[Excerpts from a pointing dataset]
┄┄┄┄┄┄┄┄┄┄┄┄┄┄┄┄┄┄┄┄

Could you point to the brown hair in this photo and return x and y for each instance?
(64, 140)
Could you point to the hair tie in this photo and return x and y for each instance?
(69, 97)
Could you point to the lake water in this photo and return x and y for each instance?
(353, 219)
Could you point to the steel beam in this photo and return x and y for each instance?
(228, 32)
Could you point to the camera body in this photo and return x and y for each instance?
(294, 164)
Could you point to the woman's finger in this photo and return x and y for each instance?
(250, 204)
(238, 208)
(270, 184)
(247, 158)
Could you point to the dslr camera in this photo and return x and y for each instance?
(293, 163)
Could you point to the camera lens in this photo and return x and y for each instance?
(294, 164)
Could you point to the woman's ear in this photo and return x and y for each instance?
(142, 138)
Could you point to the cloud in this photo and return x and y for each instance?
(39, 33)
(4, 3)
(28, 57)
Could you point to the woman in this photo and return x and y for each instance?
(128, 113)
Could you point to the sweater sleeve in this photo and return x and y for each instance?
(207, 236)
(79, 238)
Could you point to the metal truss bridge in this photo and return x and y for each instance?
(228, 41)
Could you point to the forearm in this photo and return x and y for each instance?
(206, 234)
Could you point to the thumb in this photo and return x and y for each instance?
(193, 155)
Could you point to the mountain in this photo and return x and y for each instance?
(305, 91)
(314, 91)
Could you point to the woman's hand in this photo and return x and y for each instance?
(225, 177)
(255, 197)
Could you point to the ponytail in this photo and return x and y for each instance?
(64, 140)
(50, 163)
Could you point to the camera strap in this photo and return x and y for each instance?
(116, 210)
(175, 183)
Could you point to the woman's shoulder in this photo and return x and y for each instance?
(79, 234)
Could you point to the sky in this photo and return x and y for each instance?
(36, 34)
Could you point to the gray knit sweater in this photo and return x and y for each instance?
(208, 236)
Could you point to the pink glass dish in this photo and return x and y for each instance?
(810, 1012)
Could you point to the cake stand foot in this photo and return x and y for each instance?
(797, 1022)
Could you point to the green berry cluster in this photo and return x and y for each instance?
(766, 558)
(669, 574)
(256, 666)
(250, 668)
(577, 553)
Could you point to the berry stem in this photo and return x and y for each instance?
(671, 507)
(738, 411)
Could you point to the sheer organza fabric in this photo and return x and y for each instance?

┄┄┄┄┄┄┄┄┄┄┄┄┄┄┄┄┄┄┄┄

• EXERCISE GOAL:
Give the lines of the listing from the line containing "Could you point to the mountain" through the final line, both included, as a JSON list of strings with one string per line and blank lines omitted.

• RESPONSE TO THIS TASK:
[
  "Could you point to the mountain in this photo and return x and y for each instance?",
  "(305, 91)",
  "(314, 91)",
  "Could you point to the woman's hand in this photo and return x and y for each instance?",
  "(225, 177)",
  "(255, 197)",
  "Could you point to the ponytail in this photo and return x and y for each instance?",
  "(64, 140)",
  "(50, 163)",
  "Could you point to the camera strap in this photo and return x and y for each instance?",
  "(116, 210)",
  "(175, 183)",
  "Could you point to the woman's shoulder in this photo and return x and y for each instance?",
  "(79, 234)",
  "Could you point to the sky in this photo and return x and y for each instance?",
  "(36, 34)",
  "Could you point to the gray knit sweater in this photo and return x and y for each instance?",
  "(208, 236)",
  "Could you point to the pink glass dish in this photo and return x and y for each instance?",
  "(810, 1012)",
  "Could you point to the cake stand foot in this photo and return x and y for each instance?",
  "(797, 1022)",
  "Could you point to the green berry cluster in this photo and return x and y for each instance?",
  "(766, 558)",
  "(669, 574)",
  "(256, 666)",
  "(250, 668)",
  "(577, 553)",
  "Could you point to the berry stem in this photo and return x and y for each instance?",
  "(671, 507)",
  "(738, 411)",
  "Could you point to the sheer organza fabric in this photo and return x and y for each instance?"
]